* **What you are asked to do**
Using the entries below, copy out all lines where "target" is found.

-- Supplied data follows --

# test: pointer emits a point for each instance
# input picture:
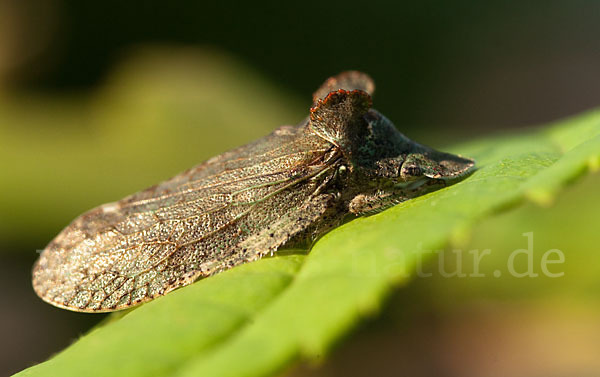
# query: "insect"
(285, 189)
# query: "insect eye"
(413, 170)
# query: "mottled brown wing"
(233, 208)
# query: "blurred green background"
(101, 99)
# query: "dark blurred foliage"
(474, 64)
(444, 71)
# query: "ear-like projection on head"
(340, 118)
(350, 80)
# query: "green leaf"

-- Supplied data concluded --
-- Supplied data follows --

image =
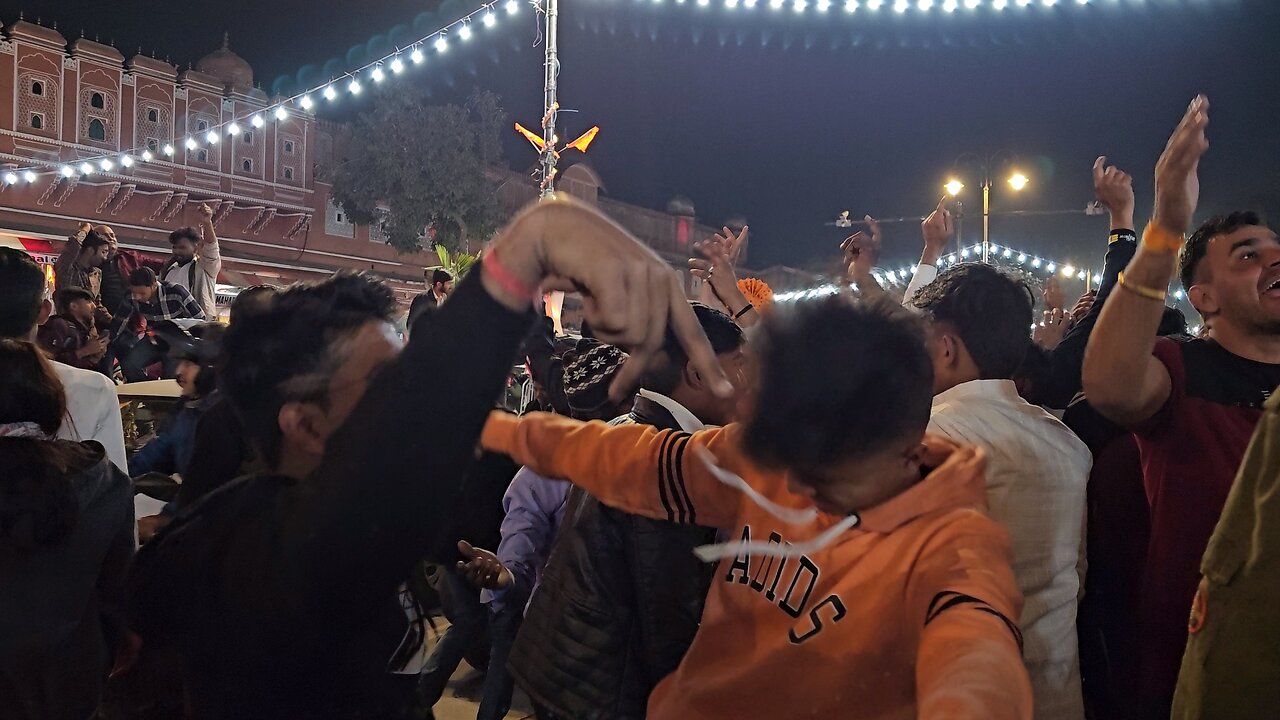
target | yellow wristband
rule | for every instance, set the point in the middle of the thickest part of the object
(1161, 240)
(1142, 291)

-- Supplied data concluded --
-- Supplied data follows --

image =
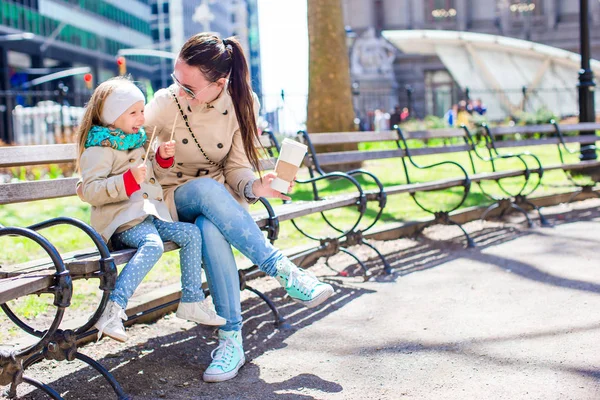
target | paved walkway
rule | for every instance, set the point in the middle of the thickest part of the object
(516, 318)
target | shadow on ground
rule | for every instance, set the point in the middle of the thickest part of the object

-- Supplied data concluded --

* **Answer box**
target | yellow wristband
target | paved walkway
target | shadow on ground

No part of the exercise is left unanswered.